Scan the records below and say how many lines include the word "with", giving no other text.

━━━ DATA FOR THE TASK

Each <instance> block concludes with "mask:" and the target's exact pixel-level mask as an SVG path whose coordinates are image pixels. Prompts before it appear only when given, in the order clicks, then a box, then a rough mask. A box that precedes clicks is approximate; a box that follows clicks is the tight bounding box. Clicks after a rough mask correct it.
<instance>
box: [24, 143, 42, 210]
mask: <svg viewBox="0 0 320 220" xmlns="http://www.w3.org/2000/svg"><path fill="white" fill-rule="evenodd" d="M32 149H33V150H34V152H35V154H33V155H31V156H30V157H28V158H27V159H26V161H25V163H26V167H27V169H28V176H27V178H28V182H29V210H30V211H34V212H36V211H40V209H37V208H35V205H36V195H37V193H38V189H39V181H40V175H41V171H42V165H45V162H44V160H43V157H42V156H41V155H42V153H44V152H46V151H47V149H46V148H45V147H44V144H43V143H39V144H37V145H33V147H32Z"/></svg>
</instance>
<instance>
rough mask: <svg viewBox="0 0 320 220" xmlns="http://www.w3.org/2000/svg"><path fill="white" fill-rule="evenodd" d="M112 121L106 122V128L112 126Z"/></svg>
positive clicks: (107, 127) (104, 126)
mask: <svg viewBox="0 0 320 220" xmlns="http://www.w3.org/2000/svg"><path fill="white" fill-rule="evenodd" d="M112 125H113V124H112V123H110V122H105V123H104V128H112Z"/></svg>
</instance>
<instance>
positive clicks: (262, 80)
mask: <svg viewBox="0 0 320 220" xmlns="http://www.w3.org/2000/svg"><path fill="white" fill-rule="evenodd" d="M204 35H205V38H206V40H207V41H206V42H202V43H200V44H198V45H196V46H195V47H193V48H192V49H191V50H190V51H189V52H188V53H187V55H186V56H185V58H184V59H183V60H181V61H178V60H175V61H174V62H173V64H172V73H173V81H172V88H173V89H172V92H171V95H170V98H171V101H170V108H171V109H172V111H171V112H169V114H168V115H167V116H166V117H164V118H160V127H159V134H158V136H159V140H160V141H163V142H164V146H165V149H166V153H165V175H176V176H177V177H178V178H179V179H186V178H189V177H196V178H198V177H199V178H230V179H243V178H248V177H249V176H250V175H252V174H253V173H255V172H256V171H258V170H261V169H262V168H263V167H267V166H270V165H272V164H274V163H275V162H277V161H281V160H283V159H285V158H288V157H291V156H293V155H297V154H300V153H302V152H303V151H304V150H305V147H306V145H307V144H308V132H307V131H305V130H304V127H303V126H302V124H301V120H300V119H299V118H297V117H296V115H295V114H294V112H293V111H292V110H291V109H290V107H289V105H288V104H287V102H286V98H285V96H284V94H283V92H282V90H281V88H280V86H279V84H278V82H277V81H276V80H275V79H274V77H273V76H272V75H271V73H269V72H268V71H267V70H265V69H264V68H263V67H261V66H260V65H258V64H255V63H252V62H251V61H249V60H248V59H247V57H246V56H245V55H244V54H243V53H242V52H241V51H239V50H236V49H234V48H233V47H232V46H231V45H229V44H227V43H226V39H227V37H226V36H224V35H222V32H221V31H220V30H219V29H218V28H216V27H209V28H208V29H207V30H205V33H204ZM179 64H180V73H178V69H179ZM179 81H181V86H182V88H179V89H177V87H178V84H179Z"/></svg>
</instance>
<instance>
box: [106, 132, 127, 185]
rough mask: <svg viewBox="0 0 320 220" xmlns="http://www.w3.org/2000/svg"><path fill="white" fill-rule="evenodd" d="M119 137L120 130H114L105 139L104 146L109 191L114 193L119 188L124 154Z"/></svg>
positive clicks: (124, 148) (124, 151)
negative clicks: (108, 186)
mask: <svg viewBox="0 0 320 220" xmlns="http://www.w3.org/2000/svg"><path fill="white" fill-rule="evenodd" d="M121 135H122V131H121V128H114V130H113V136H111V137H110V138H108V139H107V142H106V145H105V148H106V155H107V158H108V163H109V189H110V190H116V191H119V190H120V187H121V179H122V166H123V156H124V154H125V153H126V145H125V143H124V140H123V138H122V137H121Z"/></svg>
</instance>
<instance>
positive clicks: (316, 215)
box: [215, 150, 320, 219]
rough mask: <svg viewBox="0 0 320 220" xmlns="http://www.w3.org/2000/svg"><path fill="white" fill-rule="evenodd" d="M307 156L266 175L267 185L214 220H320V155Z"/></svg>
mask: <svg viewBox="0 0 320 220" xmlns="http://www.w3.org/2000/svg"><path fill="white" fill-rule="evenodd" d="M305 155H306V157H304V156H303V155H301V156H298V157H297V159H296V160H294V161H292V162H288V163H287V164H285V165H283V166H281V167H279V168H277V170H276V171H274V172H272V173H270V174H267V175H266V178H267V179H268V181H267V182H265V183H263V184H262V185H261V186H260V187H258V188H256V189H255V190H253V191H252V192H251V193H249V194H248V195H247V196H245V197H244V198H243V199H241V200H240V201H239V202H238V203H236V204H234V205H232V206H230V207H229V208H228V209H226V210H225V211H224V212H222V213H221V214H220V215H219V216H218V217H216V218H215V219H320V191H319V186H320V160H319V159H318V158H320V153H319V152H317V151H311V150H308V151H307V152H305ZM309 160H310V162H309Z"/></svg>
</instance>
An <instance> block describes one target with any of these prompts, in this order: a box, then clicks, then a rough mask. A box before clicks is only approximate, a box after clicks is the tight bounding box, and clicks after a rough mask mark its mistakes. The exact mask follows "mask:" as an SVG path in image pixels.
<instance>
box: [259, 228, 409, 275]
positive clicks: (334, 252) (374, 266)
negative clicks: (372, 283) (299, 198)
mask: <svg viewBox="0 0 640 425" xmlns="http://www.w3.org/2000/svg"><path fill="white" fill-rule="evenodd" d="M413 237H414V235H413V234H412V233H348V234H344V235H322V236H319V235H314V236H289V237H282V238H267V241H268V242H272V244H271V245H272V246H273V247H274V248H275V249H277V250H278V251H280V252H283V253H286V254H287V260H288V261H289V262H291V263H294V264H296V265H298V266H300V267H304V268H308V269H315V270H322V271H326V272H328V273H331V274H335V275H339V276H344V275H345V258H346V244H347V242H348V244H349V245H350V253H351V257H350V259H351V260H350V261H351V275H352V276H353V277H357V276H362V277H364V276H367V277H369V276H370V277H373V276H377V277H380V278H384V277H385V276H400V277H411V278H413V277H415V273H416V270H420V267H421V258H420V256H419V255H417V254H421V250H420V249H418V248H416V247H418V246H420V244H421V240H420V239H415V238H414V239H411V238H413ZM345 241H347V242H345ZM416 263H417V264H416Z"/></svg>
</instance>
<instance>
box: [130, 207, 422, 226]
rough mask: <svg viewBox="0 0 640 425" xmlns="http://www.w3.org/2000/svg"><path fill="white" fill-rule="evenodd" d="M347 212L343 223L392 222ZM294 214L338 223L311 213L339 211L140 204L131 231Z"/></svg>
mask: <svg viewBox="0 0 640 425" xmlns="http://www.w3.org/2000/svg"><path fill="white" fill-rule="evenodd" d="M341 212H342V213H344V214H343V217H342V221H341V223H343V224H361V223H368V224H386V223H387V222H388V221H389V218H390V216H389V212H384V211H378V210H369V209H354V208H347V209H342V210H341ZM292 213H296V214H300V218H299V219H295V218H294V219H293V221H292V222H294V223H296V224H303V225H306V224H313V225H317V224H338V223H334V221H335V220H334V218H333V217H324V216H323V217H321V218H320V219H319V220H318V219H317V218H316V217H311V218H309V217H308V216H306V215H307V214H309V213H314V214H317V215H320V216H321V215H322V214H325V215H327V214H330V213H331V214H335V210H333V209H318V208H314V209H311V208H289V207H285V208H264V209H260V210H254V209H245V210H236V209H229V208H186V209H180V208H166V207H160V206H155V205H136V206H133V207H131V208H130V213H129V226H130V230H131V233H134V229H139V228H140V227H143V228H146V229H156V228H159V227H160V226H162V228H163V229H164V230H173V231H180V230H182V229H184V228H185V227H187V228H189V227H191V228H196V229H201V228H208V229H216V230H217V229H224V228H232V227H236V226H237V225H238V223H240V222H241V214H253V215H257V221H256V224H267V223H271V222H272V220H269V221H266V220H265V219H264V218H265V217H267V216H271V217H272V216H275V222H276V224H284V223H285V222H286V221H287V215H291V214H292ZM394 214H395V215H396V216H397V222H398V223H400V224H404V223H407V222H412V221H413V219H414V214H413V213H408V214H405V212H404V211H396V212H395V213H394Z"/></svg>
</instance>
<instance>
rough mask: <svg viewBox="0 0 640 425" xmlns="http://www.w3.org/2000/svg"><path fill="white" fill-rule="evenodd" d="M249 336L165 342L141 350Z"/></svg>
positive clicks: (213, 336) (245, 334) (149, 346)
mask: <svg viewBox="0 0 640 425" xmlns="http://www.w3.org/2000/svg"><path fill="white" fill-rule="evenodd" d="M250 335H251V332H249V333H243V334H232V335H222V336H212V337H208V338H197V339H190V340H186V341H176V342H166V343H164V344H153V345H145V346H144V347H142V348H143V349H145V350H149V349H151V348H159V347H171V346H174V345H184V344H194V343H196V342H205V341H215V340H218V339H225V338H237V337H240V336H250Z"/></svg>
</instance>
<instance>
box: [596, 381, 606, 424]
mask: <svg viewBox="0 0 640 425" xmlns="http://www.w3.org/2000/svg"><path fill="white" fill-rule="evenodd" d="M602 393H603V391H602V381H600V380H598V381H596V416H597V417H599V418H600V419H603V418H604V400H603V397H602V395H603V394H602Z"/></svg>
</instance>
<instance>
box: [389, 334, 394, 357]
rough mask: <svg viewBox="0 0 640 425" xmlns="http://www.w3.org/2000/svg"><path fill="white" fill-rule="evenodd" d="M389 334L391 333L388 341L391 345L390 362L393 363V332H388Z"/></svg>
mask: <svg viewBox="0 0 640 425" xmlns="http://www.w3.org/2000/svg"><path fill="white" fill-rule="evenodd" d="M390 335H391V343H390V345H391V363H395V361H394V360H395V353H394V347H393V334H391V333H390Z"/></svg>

━━━━━━

### WORKED SOLUTION
2